Songs from the Edge of Japan provides an ethnographic account of music making on the tiny islands of Yaeyama at the western-most edge of Okinawa. Okinawa has a unique place in Japan, given its previous history as an independent nation and its historical connections to Taiwan and China. As a result, Okinawa is positioned at the edge of Japan both physically and culturally. With a language (some would say “dialect”) that is related yet unintelligible to Japanese speakers, and with its distinct musical scales that sound closer to Balinese [End Page 750] or Southeast Asian than Japanese scales, Okinawan music is a stage for a complex “discourse surrounding the nature of the Japanese nation” (p. 1).

Yaeyama is a collection of small high volcanic and low coral reef islands with its cultural and political center in Ishigaki. Within Yaeyama there are distinct dialects and cultural identities. Despite its remote location and tiny population of just over 50,000 people, it has a large cultural presence in Okinawa Prefecture and Japan. Its music is at the heart of the Okinawan popular music phenomenon, with a large number of musicians performing throughout Okinawa and Japan, and increasingly throughout the world. This, combined with its rich traditional music cultures, which are an integral part of daily life, make it an important region for a thorough study of traditional music. Matt Gillan has written a detailed study of Yaeyaman musical life, with a focus on traditional (pre-World War II) genres, but also addressing its role in Okinawan popular music today.

• RECORDS SUPPLIED
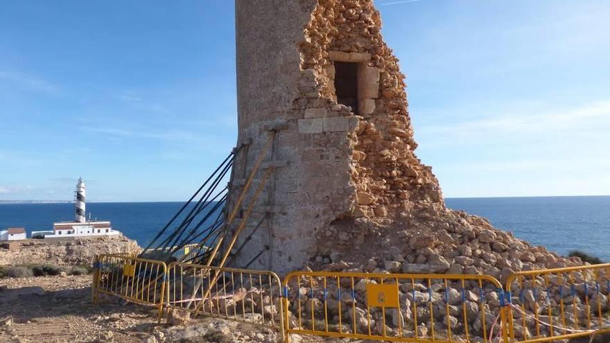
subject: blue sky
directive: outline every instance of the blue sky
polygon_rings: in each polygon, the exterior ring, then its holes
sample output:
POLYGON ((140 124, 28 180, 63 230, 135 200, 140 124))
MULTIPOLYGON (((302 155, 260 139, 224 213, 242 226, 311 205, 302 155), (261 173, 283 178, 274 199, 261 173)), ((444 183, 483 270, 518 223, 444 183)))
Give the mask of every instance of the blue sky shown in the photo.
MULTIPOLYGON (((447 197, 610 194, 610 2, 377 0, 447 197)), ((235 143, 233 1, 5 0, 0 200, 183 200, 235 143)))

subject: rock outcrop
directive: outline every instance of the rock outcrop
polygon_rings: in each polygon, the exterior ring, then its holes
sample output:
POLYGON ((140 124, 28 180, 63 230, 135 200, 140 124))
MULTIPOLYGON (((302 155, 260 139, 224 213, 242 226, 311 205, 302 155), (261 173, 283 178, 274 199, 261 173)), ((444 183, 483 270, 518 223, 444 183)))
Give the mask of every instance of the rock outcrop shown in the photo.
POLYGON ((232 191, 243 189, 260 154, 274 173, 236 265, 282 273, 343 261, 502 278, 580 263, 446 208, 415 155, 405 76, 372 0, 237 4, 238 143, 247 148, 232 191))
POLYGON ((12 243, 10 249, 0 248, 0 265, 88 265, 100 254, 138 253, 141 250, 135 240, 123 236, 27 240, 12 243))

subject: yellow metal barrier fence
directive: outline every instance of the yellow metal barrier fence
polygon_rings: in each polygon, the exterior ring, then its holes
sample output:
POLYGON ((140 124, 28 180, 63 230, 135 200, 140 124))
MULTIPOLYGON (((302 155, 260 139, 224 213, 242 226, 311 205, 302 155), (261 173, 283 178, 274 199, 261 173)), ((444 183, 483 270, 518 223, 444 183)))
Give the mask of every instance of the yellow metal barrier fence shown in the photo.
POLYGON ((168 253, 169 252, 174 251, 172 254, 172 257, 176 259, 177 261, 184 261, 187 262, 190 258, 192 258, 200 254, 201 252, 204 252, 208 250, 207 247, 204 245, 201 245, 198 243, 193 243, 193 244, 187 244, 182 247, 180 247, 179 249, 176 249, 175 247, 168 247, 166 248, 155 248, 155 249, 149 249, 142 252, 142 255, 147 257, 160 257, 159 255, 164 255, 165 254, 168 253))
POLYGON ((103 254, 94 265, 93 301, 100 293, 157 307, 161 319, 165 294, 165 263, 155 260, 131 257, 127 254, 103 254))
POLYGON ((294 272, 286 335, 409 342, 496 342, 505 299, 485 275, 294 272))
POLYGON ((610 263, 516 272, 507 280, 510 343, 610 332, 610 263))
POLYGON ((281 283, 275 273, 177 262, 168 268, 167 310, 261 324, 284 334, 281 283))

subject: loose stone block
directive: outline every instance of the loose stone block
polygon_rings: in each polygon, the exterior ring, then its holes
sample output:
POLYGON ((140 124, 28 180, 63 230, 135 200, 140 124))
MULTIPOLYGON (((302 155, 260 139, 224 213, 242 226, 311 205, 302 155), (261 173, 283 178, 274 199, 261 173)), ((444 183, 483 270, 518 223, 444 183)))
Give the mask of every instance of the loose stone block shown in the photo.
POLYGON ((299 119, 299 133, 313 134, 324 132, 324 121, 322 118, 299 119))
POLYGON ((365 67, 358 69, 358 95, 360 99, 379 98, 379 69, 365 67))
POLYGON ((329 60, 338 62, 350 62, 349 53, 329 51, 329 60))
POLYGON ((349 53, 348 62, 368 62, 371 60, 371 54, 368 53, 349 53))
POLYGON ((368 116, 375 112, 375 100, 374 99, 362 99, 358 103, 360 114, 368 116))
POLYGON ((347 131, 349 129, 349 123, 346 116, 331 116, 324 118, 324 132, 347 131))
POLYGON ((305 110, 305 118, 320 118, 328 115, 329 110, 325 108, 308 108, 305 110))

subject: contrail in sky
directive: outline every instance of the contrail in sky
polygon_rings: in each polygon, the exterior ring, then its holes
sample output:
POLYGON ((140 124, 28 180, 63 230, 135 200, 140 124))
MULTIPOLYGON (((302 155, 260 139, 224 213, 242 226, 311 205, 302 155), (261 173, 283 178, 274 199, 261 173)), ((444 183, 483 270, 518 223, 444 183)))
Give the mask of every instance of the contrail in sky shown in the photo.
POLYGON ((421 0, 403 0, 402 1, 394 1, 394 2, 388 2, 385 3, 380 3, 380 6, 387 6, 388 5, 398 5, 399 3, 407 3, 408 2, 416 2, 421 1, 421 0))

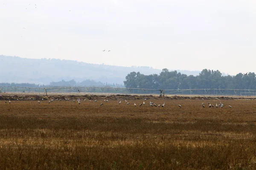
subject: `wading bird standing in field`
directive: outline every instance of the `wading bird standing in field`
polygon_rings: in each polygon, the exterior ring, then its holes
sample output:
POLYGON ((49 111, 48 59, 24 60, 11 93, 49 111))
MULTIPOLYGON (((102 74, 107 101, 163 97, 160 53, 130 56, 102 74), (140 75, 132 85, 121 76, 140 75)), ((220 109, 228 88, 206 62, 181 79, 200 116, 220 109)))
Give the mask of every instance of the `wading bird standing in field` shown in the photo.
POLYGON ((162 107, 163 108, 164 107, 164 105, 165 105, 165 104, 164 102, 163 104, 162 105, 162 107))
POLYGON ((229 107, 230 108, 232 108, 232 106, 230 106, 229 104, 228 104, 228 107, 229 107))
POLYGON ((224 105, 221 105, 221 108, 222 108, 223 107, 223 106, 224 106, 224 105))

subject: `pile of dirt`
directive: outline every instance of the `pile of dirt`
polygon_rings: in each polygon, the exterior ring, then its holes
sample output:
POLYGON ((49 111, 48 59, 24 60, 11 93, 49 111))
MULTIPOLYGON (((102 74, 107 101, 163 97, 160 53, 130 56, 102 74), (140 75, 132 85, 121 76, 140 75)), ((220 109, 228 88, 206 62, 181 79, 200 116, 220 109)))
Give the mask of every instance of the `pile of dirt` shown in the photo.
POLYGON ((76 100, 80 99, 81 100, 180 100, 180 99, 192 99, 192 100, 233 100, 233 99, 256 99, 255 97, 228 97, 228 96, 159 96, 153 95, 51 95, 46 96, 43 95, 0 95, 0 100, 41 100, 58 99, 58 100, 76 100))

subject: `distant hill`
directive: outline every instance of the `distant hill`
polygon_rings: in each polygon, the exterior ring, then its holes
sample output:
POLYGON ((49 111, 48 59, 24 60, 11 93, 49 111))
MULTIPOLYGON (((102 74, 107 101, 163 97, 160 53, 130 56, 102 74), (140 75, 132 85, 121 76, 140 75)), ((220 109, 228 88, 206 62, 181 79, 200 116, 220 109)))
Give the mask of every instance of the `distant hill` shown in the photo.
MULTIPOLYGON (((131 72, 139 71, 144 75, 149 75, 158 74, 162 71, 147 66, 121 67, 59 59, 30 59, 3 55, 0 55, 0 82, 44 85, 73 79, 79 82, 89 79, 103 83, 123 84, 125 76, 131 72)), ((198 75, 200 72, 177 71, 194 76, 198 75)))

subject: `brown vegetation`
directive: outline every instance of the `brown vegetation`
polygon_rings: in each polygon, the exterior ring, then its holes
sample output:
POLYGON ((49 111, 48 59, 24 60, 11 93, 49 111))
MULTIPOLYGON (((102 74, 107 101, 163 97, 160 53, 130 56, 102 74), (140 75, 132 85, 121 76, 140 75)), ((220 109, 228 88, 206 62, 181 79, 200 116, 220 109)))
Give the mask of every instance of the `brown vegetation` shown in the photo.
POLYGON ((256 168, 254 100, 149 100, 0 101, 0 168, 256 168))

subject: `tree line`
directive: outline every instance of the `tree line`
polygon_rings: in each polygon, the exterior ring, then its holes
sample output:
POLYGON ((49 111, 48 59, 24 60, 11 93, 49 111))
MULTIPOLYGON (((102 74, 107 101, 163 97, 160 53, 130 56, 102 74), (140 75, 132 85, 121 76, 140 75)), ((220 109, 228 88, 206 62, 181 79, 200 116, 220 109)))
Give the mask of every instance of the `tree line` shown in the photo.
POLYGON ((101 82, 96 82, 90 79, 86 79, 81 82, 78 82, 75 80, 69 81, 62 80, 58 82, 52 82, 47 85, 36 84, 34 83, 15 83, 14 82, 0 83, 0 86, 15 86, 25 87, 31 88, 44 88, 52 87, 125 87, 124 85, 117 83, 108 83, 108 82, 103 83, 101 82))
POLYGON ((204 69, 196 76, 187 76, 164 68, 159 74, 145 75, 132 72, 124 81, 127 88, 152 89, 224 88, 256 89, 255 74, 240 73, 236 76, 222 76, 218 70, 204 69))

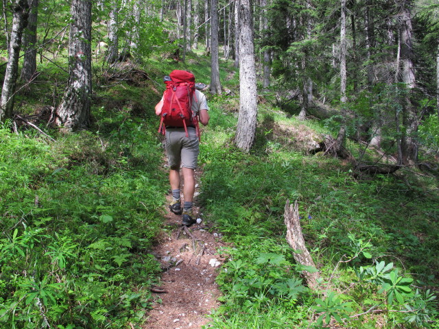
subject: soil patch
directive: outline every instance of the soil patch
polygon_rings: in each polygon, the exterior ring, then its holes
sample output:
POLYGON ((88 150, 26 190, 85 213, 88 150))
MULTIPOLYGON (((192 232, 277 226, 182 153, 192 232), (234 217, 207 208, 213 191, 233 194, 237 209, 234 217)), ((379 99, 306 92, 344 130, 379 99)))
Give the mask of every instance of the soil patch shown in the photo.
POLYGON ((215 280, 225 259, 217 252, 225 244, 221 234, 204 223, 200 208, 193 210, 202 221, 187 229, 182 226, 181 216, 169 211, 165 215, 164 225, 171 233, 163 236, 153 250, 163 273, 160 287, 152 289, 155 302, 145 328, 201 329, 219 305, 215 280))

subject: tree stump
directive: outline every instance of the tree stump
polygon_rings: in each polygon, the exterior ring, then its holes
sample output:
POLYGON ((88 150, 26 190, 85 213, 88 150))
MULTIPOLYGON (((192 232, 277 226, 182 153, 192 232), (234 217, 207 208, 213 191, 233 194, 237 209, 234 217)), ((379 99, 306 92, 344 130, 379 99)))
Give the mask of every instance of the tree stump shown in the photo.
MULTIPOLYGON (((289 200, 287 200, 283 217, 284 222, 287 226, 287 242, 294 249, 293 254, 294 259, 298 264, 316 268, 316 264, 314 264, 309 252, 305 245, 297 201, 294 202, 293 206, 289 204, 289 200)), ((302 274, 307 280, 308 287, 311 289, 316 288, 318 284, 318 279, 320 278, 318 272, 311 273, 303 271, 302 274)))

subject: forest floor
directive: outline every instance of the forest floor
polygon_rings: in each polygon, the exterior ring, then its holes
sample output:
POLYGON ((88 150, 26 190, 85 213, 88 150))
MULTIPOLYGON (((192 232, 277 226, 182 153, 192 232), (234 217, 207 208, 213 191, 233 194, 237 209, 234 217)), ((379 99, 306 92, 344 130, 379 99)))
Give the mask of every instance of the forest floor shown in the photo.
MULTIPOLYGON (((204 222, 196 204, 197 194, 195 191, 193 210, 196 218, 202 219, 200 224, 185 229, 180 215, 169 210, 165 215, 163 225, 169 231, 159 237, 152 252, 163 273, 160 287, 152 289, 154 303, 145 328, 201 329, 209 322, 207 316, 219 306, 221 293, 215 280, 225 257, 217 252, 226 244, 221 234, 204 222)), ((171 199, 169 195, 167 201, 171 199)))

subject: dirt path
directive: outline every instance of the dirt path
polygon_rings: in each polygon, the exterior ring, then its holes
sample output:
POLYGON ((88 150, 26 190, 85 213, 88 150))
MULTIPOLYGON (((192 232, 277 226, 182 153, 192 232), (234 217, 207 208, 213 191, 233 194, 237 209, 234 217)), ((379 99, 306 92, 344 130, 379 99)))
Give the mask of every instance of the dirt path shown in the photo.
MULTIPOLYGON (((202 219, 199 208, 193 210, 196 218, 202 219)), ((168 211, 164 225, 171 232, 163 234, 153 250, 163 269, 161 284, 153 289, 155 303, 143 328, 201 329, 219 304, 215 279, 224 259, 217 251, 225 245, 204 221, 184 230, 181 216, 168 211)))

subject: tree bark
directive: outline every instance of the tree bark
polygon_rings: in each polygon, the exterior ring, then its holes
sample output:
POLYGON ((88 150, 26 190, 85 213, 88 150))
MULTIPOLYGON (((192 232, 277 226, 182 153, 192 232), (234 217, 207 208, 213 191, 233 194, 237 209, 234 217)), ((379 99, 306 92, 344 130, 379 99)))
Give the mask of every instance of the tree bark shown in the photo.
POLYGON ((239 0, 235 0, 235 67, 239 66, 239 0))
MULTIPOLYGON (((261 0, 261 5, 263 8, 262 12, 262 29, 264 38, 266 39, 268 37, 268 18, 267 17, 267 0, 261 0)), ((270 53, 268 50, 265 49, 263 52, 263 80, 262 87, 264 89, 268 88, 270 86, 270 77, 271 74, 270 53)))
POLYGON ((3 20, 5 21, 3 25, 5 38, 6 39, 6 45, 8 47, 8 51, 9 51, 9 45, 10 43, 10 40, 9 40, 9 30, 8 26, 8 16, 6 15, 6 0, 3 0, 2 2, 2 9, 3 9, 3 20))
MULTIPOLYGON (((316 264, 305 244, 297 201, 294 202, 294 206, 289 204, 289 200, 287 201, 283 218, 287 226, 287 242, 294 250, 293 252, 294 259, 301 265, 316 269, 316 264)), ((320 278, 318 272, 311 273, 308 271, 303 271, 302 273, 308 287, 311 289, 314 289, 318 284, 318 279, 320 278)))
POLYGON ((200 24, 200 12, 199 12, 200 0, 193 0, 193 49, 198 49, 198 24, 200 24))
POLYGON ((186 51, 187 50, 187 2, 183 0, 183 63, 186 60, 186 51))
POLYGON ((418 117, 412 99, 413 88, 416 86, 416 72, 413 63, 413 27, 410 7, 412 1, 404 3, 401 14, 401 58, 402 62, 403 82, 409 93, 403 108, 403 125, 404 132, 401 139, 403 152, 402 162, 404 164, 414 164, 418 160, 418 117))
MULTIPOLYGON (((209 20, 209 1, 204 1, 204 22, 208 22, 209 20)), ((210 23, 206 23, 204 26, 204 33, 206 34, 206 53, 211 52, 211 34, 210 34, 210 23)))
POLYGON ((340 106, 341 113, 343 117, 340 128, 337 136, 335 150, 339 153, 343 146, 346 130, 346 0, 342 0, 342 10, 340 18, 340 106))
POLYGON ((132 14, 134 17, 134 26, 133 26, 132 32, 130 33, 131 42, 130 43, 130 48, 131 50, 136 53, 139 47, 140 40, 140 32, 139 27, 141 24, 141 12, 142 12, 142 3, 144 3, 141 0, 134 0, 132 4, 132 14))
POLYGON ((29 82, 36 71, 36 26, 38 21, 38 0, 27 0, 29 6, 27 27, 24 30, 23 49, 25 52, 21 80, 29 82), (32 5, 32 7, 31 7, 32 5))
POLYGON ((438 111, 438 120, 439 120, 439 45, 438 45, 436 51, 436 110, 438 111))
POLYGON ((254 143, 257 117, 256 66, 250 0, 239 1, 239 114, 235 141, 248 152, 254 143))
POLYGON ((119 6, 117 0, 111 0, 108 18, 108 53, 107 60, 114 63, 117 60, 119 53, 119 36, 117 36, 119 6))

• WHAT THIS TASK INVOLVES
Print the passage on Yaeyama island music word for word, from "Yaeyama is a" to "popular music today.".

• WRITTEN ANSWER
Yaeyama is a collection of small high volcanic and low coral reef islands with its cultural and political center in Ishigaki. Within Yaeyama there are distinct dialects and cultural identities. Despite its remote location and tiny population of just over 50,000 people, it has a large cultural presence in Okinawa Prefecture and Japan. Its music is at the heart of the Okinawan popular music phenomenon, with a large number of musicians performing throughout Okinawa and Japan, and increasingly throughout the world. This, combined with its rich traditional music cultures, which are an integral part of daily life, make it an important region for a thorough study of traditional music. Matt Gillan has written a detailed study of Yaeyaman musical life, with a focus on traditional (pre-World War II) genres, but also addressing its role in Okinawan popular music today.